• Passage:
Question Submitted: I was wondering if you know where I might find good information about the ethics of the medicinal use of hormonal therapies for a married woman. It looks like I will probably be having to wade into some murky waters here soon. Tomorrow, I’m going to make an appointment with my OB. I saw her nurse practitioner a week ago, and she was thinking I need either three months of birth control or 10 days of progesterone, but we decided to see if time would help. Well, after nearly doubling over with cramps in the middle of the church service on Sunday because of my 4th menses in 2 months, I think we need to do SOMETHING. I trust my doctor for the medical info, but I don’t think she will be able to help with the ethics. My husband and I would like to be as well informed as we can be before making any decisions, but, to be honest, other than doing a little research that led us to avoiding hormones for birth control, we don’t even know were to start. I was hoping you could point us in a general direction. Thank you so much.
I am so sorry to hear you are in such physical pain. That is awful. I had similar pain episodes a couple years ago. They were excruciating, debilitating, and socially embarrassing.

• Provided material:
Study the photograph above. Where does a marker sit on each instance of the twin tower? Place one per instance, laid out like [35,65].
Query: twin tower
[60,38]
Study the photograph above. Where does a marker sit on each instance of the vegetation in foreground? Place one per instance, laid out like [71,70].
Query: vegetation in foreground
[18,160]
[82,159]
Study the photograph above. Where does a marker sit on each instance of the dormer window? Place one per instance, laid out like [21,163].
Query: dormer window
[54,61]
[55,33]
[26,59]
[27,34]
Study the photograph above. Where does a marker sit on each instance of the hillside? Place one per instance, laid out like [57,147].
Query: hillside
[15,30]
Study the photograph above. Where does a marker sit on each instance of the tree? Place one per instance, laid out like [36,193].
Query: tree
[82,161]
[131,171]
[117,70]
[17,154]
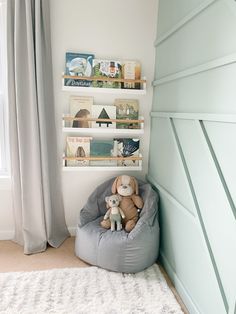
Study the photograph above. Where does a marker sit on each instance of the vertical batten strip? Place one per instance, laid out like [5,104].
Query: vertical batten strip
[218,168]
[187,173]
[183,21]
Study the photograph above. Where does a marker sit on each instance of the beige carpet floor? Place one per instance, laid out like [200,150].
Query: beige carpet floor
[13,259]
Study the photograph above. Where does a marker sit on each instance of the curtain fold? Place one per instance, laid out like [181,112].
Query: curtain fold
[35,164]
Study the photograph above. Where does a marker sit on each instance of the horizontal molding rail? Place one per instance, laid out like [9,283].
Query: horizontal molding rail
[216,63]
[183,21]
[226,118]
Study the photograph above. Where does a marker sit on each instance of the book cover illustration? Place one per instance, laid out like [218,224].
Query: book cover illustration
[102,148]
[80,107]
[106,68]
[103,112]
[77,147]
[126,147]
[127,109]
[78,64]
[132,71]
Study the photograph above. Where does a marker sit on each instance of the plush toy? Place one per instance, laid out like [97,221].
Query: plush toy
[114,212]
[131,202]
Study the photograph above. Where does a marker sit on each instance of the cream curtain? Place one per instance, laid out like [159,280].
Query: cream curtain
[35,164]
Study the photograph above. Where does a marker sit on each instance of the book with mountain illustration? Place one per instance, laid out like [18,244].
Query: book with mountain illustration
[127,109]
[106,69]
[105,112]
[81,107]
[78,64]
[102,148]
[127,147]
[77,147]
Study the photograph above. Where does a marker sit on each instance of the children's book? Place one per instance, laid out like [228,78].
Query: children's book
[78,64]
[131,70]
[126,147]
[104,112]
[109,69]
[81,107]
[102,148]
[127,109]
[77,147]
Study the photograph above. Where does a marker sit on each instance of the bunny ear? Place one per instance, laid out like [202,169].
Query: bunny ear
[136,186]
[114,188]
[119,197]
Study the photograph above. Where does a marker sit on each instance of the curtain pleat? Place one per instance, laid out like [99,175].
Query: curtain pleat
[35,164]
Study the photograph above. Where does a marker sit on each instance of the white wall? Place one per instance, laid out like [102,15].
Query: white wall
[110,29]
[192,156]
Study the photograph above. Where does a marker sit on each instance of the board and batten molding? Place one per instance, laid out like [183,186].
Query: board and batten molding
[170,197]
[200,218]
[183,21]
[216,63]
[226,118]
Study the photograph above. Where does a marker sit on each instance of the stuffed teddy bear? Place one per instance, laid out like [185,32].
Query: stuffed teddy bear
[127,187]
[114,212]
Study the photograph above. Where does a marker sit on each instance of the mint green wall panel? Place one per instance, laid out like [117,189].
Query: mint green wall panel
[182,241]
[172,11]
[192,155]
[165,164]
[205,38]
[222,138]
[212,200]
[211,91]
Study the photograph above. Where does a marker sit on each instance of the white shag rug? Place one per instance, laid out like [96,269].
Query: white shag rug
[87,290]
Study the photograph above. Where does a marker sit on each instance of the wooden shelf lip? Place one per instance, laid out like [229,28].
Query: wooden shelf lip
[106,131]
[70,118]
[102,78]
[118,91]
[103,158]
[102,168]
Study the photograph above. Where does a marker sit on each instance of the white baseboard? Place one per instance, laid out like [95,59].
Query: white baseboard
[6,235]
[72,231]
[179,286]
[9,234]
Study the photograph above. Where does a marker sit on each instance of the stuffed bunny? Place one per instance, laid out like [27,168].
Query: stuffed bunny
[114,212]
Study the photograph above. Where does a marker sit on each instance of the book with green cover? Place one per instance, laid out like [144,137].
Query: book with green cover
[127,109]
[102,148]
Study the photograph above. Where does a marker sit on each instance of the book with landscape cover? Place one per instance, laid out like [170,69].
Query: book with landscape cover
[104,112]
[78,64]
[107,68]
[131,70]
[127,109]
[126,147]
[77,147]
[81,107]
[102,148]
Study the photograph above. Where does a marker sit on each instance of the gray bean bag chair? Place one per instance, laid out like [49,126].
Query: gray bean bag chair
[118,250]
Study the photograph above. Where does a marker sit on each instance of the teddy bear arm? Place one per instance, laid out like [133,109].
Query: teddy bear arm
[122,213]
[138,202]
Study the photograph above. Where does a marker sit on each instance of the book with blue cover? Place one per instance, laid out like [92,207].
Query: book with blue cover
[127,109]
[102,148]
[109,69]
[78,64]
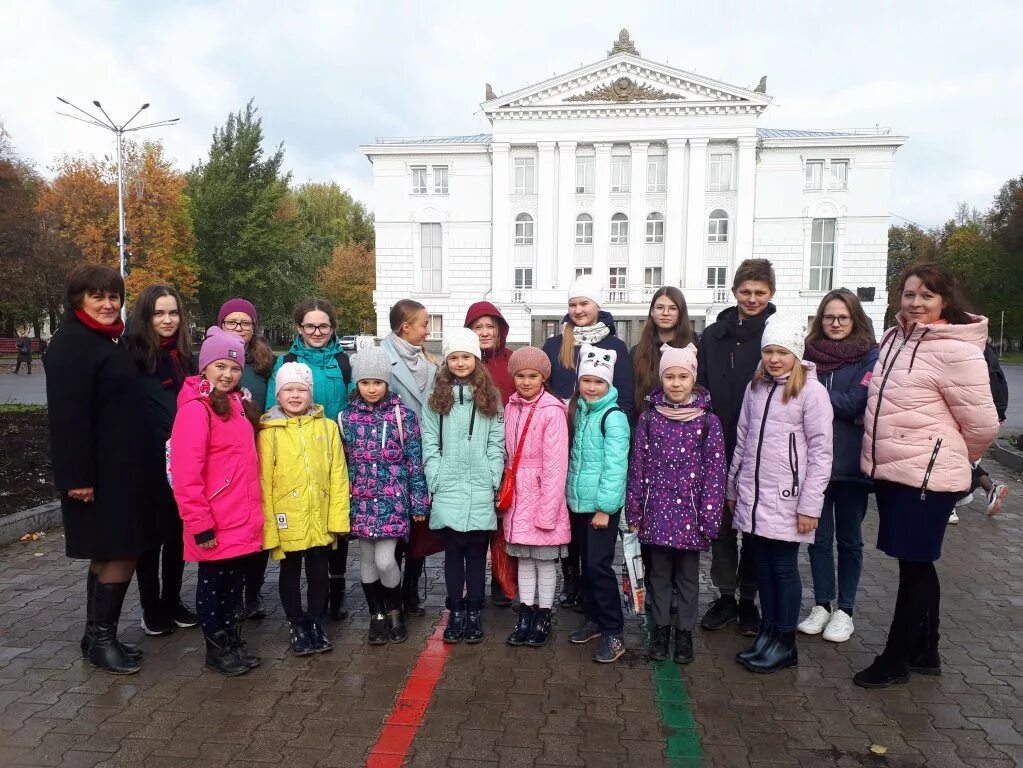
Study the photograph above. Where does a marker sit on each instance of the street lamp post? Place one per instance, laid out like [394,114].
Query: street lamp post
[119,132]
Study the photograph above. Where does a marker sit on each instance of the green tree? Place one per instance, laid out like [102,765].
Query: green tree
[248,231]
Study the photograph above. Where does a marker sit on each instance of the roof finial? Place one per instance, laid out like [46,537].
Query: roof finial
[623,45]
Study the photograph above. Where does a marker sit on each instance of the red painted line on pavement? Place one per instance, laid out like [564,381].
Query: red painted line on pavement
[410,707]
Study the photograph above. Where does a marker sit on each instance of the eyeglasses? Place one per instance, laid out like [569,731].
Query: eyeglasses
[839,320]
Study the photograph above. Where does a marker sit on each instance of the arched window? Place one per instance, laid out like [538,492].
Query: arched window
[619,229]
[717,226]
[655,227]
[524,229]
[584,229]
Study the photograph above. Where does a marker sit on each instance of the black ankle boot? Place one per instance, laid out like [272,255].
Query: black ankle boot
[540,630]
[104,650]
[521,633]
[779,653]
[221,657]
[763,637]
[397,632]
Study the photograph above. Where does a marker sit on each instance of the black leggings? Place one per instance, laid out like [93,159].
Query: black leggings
[465,567]
[317,584]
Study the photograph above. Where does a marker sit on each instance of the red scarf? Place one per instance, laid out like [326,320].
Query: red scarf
[112,331]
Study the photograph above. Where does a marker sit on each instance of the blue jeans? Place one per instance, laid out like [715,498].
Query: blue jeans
[841,520]
[777,582]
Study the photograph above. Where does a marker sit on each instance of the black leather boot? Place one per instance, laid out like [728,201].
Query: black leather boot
[779,653]
[104,650]
[523,626]
[221,657]
[397,632]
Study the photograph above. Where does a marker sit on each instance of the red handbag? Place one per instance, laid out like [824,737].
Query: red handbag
[505,494]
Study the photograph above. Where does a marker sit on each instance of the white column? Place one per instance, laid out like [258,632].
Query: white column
[500,244]
[566,215]
[674,214]
[696,227]
[746,174]
[637,213]
[602,207]
[544,226]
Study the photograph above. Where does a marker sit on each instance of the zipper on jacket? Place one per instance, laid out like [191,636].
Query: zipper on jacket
[930,466]
[877,411]
[756,468]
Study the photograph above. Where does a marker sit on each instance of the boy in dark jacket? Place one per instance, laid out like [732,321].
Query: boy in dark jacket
[729,354]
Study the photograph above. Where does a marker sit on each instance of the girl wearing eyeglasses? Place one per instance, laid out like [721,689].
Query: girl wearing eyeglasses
[316,345]
[841,345]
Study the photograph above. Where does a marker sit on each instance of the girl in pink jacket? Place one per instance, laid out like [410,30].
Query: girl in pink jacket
[536,527]
[214,470]
[776,483]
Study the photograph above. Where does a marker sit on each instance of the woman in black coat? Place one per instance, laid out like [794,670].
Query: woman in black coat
[96,406]
[159,341]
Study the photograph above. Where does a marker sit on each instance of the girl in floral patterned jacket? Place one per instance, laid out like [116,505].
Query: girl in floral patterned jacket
[384,449]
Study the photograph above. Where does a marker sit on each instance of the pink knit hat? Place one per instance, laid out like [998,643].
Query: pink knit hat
[530,358]
[220,345]
[672,357]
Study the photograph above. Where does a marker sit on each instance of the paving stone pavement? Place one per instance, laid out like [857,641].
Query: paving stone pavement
[496,706]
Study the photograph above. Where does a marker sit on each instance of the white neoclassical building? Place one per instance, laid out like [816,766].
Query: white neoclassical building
[639,173]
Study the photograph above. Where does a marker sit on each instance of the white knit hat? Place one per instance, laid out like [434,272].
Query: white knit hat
[299,373]
[460,340]
[594,361]
[586,286]
[785,330]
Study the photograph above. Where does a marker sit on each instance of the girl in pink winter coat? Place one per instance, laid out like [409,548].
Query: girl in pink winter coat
[537,526]
[214,470]
[776,483]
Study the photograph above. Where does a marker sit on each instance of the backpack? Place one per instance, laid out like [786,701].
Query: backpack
[343,362]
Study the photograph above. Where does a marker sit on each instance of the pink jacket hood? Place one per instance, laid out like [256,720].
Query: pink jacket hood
[783,458]
[929,410]
[214,471]
[539,515]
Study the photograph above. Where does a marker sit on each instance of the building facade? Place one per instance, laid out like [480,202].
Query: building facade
[636,172]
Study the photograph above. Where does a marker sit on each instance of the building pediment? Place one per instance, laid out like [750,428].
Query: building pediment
[625,81]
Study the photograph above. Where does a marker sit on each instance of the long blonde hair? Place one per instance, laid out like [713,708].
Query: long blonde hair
[797,379]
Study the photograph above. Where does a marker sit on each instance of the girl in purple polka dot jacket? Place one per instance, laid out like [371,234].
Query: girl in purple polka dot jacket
[675,494]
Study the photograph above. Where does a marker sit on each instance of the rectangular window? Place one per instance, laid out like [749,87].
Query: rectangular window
[621,172]
[840,174]
[436,326]
[814,174]
[523,282]
[431,258]
[440,179]
[418,180]
[719,176]
[657,173]
[525,176]
[585,172]
[823,255]
[717,281]
[617,283]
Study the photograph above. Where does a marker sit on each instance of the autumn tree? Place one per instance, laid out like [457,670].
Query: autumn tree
[348,282]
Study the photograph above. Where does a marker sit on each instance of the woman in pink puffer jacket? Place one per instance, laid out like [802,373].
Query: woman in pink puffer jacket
[929,416]
[776,483]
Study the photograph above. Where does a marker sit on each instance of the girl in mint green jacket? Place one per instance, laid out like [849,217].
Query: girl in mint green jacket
[597,467]
[463,457]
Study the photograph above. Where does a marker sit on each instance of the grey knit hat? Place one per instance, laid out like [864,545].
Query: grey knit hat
[371,362]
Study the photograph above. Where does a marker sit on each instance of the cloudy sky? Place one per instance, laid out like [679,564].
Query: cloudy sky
[329,76]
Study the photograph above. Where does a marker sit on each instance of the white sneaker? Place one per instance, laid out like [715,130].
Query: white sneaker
[840,627]
[995,497]
[815,622]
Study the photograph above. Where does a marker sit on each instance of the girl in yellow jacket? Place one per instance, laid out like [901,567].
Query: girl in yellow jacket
[304,481]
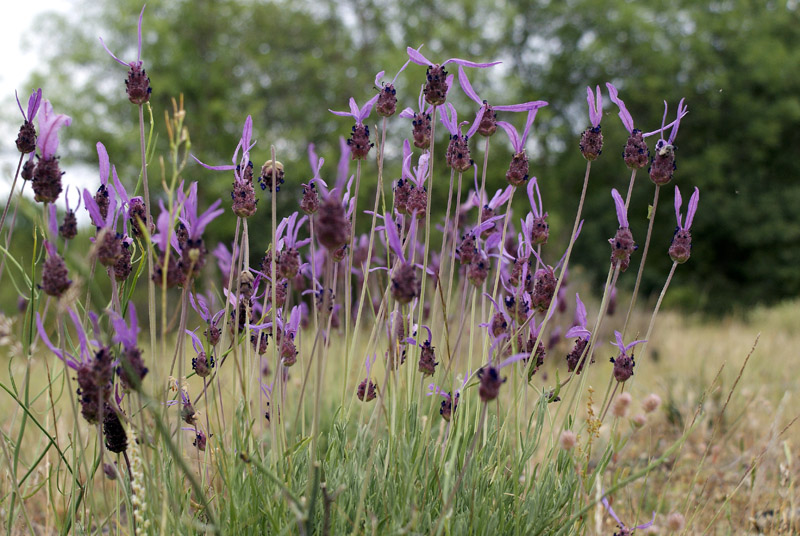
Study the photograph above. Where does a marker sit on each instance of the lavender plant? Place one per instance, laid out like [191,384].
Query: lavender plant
[267,428]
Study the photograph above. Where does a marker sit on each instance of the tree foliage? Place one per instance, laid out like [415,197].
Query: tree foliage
[288,63]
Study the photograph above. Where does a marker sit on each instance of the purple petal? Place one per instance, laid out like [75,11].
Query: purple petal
[126,64]
[343,168]
[682,110]
[477,122]
[52,223]
[693,201]
[467,63]
[627,120]
[33,103]
[580,311]
[467,87]
[403,68]
[513,135]
[227,167]
[620,344]
[49,125]
[391,236]
[528,123]
[139,50]
[365,110]
[418,58]
[93,209]
[579,332]
[622,214]
[595,106]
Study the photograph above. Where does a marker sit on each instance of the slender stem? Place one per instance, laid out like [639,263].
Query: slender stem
[11,227]
[658,306]
[644,258]
[151,287]
[11,193]
[365,267]
[630,189]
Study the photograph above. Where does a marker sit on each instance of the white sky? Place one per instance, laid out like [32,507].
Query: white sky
[17,18]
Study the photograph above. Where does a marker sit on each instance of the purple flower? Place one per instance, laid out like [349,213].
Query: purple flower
[681,247]
[595,101]
[579,329]
[487,117]
[421,119]
[49,125]
[138,84]
[592,139]
[387,98]
[26,139]
[517,172]
[625,531]
[243,195]
[622,245]
[662,167]
[624,362]
[535,227]
[436,88]
[367,390]
[359,136]
[457,155]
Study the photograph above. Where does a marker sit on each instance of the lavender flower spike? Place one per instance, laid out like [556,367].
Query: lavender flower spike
[49,125]
[359,137]
[592,139]
[243,195]
[437,87]
[137,86]
[662,167]
[625,531]
[387,96]
[26,139]
[624,362]
[582,334]
[622,245]
[517,172]
[487,118]
[681,247]
[635,154]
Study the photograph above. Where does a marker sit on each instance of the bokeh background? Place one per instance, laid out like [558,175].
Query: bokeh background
[735,61]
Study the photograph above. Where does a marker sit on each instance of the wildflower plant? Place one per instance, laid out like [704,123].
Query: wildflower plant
[264,361]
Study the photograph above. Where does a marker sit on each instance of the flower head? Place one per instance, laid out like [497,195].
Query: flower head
[359,136]
[517,172]
[138,84]
[437,87]
[622,245]
[243,195]
[626,531]
[662,167]
[681,247]
[592,139]
[387,96]
[487,116]
[26,139]
[624,362]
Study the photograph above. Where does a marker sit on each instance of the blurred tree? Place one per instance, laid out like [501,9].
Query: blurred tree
[287,63]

• Task 1: Write out the hormonal therapy passage from "I am so sorry" down to "and socially embarrassing.".
• Task 2: In the hormonal therapy passage, what words does the reply use to describe the writer's own past pain episodes?
The records play no part in this work.

• Exercise answer 1:
I am so sorry to hear you are in such physical pain. That is awful. I had similar pain episodes a couple years ago. They were excruciating, debilitating, and socially embarrassing.

• Exercise answer 2:
excruciating
debilitating
socially embarrassing